Pick out every line in the material below that contains the word "handbag", and copy each of those lines in full.

++++++++++++++++++++

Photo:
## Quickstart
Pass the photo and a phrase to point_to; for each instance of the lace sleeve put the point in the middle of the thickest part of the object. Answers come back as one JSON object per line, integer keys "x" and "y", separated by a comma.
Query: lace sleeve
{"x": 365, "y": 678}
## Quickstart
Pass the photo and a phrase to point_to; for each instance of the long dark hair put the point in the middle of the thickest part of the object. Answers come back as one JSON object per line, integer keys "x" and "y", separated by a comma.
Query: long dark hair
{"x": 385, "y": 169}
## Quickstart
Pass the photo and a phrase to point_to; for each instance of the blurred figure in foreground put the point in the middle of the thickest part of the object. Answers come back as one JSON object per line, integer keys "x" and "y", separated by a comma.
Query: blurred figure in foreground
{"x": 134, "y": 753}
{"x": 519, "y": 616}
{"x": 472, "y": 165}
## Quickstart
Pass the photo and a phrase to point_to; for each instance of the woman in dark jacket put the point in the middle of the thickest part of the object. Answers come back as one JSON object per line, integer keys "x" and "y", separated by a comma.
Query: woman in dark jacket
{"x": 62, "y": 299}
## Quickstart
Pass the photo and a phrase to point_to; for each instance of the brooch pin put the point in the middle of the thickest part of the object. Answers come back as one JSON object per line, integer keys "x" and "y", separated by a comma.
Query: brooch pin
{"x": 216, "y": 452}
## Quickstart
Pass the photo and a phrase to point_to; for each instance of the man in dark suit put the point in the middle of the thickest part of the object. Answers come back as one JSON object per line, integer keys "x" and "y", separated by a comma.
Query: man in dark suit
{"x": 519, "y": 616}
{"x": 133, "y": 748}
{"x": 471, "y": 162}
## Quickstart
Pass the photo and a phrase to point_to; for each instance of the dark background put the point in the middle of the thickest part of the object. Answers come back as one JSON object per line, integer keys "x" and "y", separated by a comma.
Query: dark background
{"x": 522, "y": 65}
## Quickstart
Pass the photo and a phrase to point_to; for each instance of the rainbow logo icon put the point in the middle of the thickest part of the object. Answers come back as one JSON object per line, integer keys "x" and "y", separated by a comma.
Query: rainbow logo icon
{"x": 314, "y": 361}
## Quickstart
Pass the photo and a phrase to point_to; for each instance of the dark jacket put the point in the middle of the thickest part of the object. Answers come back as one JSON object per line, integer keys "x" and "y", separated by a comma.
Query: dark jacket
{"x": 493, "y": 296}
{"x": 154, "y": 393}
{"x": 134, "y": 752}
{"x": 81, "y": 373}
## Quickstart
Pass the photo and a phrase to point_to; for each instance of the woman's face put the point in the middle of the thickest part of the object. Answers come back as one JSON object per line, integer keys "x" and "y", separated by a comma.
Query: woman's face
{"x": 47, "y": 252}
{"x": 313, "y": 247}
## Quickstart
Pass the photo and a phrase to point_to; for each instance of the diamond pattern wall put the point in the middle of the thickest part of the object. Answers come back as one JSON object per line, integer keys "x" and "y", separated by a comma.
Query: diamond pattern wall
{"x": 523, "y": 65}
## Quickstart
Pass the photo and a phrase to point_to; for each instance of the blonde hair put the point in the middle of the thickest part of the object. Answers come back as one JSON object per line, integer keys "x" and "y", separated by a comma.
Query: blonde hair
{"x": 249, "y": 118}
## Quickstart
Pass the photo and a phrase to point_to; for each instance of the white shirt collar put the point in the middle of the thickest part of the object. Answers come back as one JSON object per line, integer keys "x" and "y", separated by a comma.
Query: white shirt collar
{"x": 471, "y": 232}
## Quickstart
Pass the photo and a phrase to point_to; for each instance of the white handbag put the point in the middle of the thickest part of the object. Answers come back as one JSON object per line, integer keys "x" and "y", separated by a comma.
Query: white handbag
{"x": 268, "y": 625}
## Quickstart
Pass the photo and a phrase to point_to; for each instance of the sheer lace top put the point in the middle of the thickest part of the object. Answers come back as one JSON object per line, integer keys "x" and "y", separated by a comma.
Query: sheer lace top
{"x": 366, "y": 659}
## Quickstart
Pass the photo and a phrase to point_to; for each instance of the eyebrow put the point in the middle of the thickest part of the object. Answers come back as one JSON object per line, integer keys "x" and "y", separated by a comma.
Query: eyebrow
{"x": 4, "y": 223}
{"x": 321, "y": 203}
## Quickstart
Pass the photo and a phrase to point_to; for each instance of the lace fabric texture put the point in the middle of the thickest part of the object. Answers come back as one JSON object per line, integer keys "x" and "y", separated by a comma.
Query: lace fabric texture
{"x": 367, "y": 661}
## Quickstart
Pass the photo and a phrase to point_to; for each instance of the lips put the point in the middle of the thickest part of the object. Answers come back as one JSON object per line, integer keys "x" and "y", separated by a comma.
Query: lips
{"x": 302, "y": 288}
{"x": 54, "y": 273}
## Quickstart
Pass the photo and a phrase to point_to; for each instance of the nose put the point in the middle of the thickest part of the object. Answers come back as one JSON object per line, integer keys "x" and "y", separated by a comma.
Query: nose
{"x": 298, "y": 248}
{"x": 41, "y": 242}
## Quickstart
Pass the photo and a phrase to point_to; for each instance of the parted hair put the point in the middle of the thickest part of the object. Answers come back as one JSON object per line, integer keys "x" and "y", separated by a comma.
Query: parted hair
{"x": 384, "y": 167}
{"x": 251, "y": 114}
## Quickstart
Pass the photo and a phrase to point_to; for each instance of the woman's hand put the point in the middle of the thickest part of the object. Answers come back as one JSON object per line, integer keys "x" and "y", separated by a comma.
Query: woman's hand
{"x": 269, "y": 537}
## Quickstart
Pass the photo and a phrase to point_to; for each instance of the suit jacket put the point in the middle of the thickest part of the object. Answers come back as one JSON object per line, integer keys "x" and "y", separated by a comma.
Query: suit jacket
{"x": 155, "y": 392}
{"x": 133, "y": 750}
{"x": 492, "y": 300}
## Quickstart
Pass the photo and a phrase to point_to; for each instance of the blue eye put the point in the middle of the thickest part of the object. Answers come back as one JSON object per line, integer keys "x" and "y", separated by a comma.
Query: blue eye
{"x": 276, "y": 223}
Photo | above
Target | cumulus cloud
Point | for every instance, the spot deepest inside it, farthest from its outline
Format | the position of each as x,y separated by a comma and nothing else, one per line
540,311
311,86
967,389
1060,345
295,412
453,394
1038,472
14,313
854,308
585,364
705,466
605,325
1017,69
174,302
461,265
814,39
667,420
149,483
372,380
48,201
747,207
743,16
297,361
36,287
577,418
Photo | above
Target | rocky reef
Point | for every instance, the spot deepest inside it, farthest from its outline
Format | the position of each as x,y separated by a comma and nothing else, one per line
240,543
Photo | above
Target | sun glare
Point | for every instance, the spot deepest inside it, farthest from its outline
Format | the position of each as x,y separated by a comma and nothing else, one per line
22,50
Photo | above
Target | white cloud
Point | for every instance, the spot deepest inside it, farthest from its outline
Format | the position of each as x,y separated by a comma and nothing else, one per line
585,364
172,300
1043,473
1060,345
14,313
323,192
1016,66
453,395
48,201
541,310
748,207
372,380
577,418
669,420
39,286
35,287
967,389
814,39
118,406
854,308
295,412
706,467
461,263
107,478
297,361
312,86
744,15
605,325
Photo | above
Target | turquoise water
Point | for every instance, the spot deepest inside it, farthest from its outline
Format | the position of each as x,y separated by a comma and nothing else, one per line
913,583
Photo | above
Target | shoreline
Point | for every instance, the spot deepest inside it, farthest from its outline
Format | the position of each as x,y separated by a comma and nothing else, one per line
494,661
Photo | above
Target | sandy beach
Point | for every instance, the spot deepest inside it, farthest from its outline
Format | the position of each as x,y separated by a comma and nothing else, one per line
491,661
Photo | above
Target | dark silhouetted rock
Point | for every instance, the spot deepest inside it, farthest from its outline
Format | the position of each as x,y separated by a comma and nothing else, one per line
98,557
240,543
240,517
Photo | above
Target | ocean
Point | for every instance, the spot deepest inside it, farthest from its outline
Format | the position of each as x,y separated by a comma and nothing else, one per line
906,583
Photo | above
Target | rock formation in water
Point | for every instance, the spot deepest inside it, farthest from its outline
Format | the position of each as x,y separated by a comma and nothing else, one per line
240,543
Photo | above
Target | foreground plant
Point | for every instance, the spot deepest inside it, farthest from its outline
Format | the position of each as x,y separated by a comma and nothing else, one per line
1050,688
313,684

++++++++++++++++++++

— Response to the task —
Pass the photo and a phrase to point_to; for each instance of the white handbag put the point in the middle of the thickest part of the object. Answers come back as one JSON object per line, integer keys "x" and "y", separated by a comma.
Query: white handbag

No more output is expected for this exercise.